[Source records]
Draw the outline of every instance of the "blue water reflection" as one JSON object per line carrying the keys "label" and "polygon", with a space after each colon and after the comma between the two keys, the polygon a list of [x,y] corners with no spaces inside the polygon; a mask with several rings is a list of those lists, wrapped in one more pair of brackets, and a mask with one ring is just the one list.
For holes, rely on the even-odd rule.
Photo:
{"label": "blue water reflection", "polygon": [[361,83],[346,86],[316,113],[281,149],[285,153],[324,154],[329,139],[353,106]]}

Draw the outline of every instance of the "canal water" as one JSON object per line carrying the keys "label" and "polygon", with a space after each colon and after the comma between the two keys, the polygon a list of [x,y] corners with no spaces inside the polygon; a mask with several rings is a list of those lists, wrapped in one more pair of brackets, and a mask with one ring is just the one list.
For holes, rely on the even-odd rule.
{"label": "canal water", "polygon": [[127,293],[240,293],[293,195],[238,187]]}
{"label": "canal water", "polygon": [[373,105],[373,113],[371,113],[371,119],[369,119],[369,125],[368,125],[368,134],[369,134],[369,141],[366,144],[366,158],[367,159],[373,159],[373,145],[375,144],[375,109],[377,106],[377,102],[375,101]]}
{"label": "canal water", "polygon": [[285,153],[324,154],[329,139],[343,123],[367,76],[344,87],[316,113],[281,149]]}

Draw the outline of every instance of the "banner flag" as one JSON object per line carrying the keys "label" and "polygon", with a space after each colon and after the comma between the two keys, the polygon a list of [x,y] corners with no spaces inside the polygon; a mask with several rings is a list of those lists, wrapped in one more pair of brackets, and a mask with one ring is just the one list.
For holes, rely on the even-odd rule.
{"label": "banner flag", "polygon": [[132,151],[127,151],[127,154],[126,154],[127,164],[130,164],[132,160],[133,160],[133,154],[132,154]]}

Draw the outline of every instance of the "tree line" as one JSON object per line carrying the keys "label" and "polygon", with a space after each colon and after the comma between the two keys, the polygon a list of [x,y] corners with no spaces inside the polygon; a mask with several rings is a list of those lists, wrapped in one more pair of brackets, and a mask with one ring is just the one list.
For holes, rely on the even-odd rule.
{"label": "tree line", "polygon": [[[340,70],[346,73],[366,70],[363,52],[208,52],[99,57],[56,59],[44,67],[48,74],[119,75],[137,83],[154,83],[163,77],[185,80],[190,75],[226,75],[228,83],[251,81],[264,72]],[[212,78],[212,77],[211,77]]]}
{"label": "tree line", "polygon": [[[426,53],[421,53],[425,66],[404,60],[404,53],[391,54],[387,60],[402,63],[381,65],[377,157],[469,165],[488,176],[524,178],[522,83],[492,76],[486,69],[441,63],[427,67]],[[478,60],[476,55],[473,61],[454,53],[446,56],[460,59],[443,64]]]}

■ Set exercise ■
Repeat all of the entries exactly.

■ Answer for this exercise ■
Draw the outline of every instance of the "blue water reflection" as one JSON object per line carrying the keys "label" and "polygon", with a space after each colon and after the comma between the two keys, the polygon a list of [x,y] corners with no spaces inside the polygon; a mask with several rings is a list of those lists, wrapped in one more pair of brackets, and a mask with one ring is just the one list.
For holes, rely on the even-odd rule.
Photo:
{"label": "blue water reflection", "polygon": [[361,83],[346,86],[316,113],[281,149],[285,153],[324,154],[329,139],[353,106]]}

Draw the outline of every instance of the "canal water" as one JSON object per line carrying the keys "label" and "polygon", with a space after each colon and after the comma between the two keys, the polygon a list of [x,y] corners with no spaces inside the polygon; a mask with several rings is a list of those lists, wrapped in one more pair of brackets, and a mask with one ring is just the one list.
For holes, rely on the even-odd rule.
{"label": "canal water", "polygon": [[127,293],[240,293],[293,195],[238,187]]}
{"label": "canal water", "polygon": [[373,105],[373,113],[371,113],[371,119],[369,119],[369,125],[368,125],[368,134],[369,134],[369,141],[366,144],[366,158],[367,159],[373,159],[373,145],[375,144],[375,109],[377,106],[377,102],[375,101]]}
{"label": "canal water", "polygon": [[285,153],[324,154],[329,139],[343,123],[367,76],[344,87],[316,113],[281,149]]}

Draw the outline of every instance of the "banner flag" as one JSON object per line carrying the keys "label" and "polygon", with a space after each colon and after the comma between the two keys, the polygon a list of [x,y] corners with no spaces inside the polygon; a mask with several rings is a list of those lists, wrapped in one more pair of brackets, and a mask with one ring is just the one list.
For holes, rely on the even-odd rule.
{"label": "banner flag", "polygon": [[132,151],[127,151],[127,154],[126,154],[127,164],[130,164],[132,160],[133,160],[133,154],[132,154]]}

Draw the outline of every instance of the "tree line" as one JSON object per line carrying the keys "label" and "polygon", with a space after each colon and after the comma between the two keys, the polygon a list of [x,y] corners with no spaces inside the polygon; a mask with several rings is a list of those lists, wrapped in one more pair of brackets, and a mask with one ring is just the one list.
For holes, rely on the even-odd rule.
{"label": "tree line", "polygon": [[[340,70],[346,73],[366,70],[363,52],[208,52],[99,57],[56,59],[44,67],[48,74],[119,75],[137,83],[154,83],[163,77],[185,80],[190,75],[226,75],[228,83],[251,81],[264,72]],[[212,78],[212,77],[211,77]]]}
{"label": "tree line", "polygon": [[[426,53],[421,53],[425,66],[404,60],[404,53],[391,54],[387,60],[402,63],[381,65],[377,157],[469,165],[488,176],[524,178],[522,83],[492,76],[486,69],[441,63],[427,67]],[[478,60],[476,55],[473,61],[454,53],[446,56],[460,59],[443,64]]]}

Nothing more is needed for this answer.